* _INSTRUCTIONS TO FOLLOW_: Rewrite the data below with "Target" changed to "Object" everywhere it occurs, keeping every other line as it is. Leave the pictures out of your answer.

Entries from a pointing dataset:
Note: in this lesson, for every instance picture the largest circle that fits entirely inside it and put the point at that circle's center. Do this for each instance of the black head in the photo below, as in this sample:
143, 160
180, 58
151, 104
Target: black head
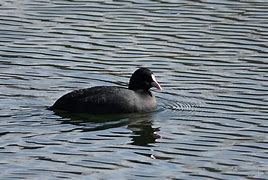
144, 79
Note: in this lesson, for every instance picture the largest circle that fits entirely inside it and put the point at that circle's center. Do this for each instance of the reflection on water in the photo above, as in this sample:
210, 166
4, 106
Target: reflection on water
210, 57
140, 125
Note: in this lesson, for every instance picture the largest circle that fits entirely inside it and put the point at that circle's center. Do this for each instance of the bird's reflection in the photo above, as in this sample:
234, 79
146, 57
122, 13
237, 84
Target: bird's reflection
141, 125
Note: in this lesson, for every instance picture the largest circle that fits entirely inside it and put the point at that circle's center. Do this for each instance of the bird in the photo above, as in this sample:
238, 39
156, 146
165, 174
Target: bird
137, 98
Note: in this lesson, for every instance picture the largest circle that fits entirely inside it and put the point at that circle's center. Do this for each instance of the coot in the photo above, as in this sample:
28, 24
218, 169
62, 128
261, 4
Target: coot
111, 99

* _COMPLETE ANSWER_:
Note: in this lesson, for every instance picture the largest circle that fits entirely inside it and put the point at that circle's center. Do this for each instance of the black head in the photo below, as in this sample:
143, 160
180, 58
151, 104
Object: black head
144, 79
Note: in this lesson, for every instance picture the largest circle that fits entirely inside it and put the point at that circle's center. Do this for each instance of the reflection on water in the photo above, as in this sample:
210, 166
4, 106
Object: reflection on water
210, 57
140, 125
Note: in this lesson, for every instance picture the largest circle that fits entirely inside it and put the point at that circle's center. Do this for each instance of the bird's reflection in the photo above, as in this sample:
234, 79
146, 57
122, 13
237, 84
Object: bird's reflection
141, 125
Note: in this lesson, for every instance picture the largest circle that fits entirely inside it and put the point at that circle's center. Do this for each instance of the bird in the photo above, as in this sample:
238, 39
156, 146
165, 174
Object: bird
137, 98
Note: in this lesson, for every instance picture the largest circle that fits entirely inside it and put the point at that circle's center. Do this for each instance of the coot in the photo above, as in this sample:
28, 24
218, 169
62, 128
261, 4
Object: coot
111, 99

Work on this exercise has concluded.